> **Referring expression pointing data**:

Segment Open

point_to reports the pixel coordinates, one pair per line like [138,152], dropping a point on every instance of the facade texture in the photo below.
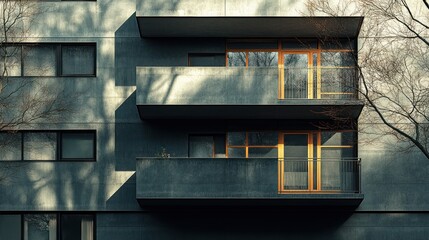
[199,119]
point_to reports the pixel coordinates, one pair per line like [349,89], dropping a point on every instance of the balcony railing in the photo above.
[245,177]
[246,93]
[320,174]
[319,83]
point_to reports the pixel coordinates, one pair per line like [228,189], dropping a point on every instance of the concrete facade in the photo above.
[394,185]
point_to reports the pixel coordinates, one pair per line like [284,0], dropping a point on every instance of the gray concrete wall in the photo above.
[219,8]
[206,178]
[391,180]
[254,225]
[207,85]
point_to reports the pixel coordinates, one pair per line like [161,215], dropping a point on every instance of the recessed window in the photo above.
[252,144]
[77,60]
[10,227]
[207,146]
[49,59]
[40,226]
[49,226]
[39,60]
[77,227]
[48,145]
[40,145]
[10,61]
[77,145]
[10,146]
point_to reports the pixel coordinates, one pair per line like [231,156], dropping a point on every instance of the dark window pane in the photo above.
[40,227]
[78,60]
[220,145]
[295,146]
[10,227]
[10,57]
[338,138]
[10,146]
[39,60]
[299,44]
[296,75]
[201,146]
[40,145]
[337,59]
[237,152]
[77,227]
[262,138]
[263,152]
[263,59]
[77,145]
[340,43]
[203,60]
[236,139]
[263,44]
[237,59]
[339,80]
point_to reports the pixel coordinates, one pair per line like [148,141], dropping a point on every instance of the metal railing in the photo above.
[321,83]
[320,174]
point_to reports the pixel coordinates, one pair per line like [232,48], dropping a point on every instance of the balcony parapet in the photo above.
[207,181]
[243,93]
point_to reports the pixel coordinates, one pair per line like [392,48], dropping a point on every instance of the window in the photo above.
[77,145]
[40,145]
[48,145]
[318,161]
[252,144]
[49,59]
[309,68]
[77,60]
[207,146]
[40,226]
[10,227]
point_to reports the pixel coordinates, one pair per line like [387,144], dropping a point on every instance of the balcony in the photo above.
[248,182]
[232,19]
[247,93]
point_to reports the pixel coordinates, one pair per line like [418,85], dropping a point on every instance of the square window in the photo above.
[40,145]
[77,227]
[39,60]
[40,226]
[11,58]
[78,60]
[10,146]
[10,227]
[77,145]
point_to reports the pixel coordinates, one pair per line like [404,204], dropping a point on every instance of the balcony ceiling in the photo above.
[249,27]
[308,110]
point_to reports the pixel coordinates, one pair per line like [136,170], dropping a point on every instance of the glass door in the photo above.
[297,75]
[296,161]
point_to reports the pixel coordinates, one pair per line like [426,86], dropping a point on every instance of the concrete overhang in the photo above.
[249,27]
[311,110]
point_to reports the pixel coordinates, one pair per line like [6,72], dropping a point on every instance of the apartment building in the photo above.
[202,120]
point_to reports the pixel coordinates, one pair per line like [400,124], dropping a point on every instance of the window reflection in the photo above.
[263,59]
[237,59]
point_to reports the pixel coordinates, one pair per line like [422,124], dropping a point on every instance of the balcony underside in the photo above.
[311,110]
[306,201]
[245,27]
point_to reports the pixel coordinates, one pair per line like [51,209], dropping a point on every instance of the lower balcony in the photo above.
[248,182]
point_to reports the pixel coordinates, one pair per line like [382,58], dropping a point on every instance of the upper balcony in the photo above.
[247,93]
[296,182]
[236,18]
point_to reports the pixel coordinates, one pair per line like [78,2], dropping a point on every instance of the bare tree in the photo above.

Segment Closed

> **Work task**:
The answer is a faithful copy of the records above, with the pictures removed.

> **Output of the exercise**:
point_to reports the pixel coordinates, one pair per line like [138,152], dropping a point on every instance of the facade texture in the photo below.
[199,119]
point_to reports the pixel coordinates, one pair per line like [349,89], dropping a point on every instance of the balcony railing in the photo above.
[245,177]
[246,93]
[320,174]
[319,83]
point_to reports the pixel coordinates, one pair per line like [228,189], dropping a point on every instance of the concrete facade in the photo above.
[394,185]
point_to reports the pixel coordinates, one pair per line like [284,0], dropping a point on every instance of the gray concrete wall in the photo above.
[219,8]
[206,178]
[391,180]
[254,225]
[207,85]
point_to reports the pixel coordinates, one pair per line like [161,215], dropping a point on every instance of the recessed window in the photo above.
[252,144]
[77,60]
[10,227]
[207,146]
[49,59]
[40,226]
[49,226]
[39,60]
[77,227]
[48,145]
[40,145]
[10,61]
[77,145]
[10,146]
point_to reports the pixel coordinates, one pair per line like [231,156], dropping a point on every instance of the dark window pane in the photo above.
[40,227]
[78,60]
[220,145]
[295,146]
[10,227]
[10,57]
[338,138]
[10,146]
[39,60]
[299,44]
[296,75]
[201,146]
[40,145]
[337,59]
[237,152]
[77,227]
[262,138]
[263,152]
[263,59]
[77,145]
[340,43]
[203,60]
[236,139]
[263,44]
[237,59]
[339,80]
point_to reports the pixel coordinates, one pair per line like [148,141], dropping a point on every instance of the metal railing in the photo above.
[321,83]
[320,174]
point_to reports the pixel coordinates, one pair per line like [232,48], dropping a point on every instance of the balcony parapet in the photo above.
[207,181]
[243,93]
point_to reports the pixel coordinates, one pair per line like [392,48], dropping a point on every instance of the window in the photo above.
[77,145]
[40,145]
[48,145]
[318,161]
[252,144]
[49,59]
[309,68]
[77,60]
[207,146]
[40,226]
[10,227]
point_to reports the pixel coordinates, one pair per line like [387,144], dropping a point on every instance of the balcony in the photo above.
[248,182]
[232,19]
[247,93]
point_to reports the pixel coordinates, one pair per line like [418,85], dropping a point on every instance of the square window in the photo above.
[40,145]
[77,227]
[39,60]
[40,226]
[11,58]
[78,60]
[10,146]
[10,227]
[77,145]
point_to reports the pixel coordinates, one pair per line like [404,204], dropping a point on every instance of the balcony ceiling in the photo above.
[249,27]
[308,110]
point_to reports the pixel coordinates, one pair per line like [136,170], dropping a point on every instance of the glass door in the photo above.
[297,75]
[296,161]
point_to reports the pixel coordinates, one pair per line like [426,86], dropping a point on every instance of the concrete overhang in the photo above.
[249,27]
[311,110]
point_to reports the pixel coordinates, one pair per line like [6,72], dropping a point on every instance of the apartment building in the photo above.
[202,120]
point_to reports the pixel coordinates, one pair per line like [400,124], dropping a point on every instance of the window reflection in the photo above.
[263,59]
[237,59]
point_to reports the pixel coordinates, one pair per line like [422,124], dropping a point on every instance of the balcony underside in the photo above.
[311,110]
[306,201]
[245,27]
point_to reports the pixel coordinates, one pair per line like [51,209], dropping a point on every instance of the lower balcony in the photo above.
[248,182]
point_to reports the pixel coordinates, one pair per line like [382,58], dropping a point on every instance of the upper balcony in the photo above.
[247,93]
[296,182]
[236,18]
point_to reports the pixel coordinates, one pair per line like [78,2], dropping a point on every instance of the bare tree in the photo above.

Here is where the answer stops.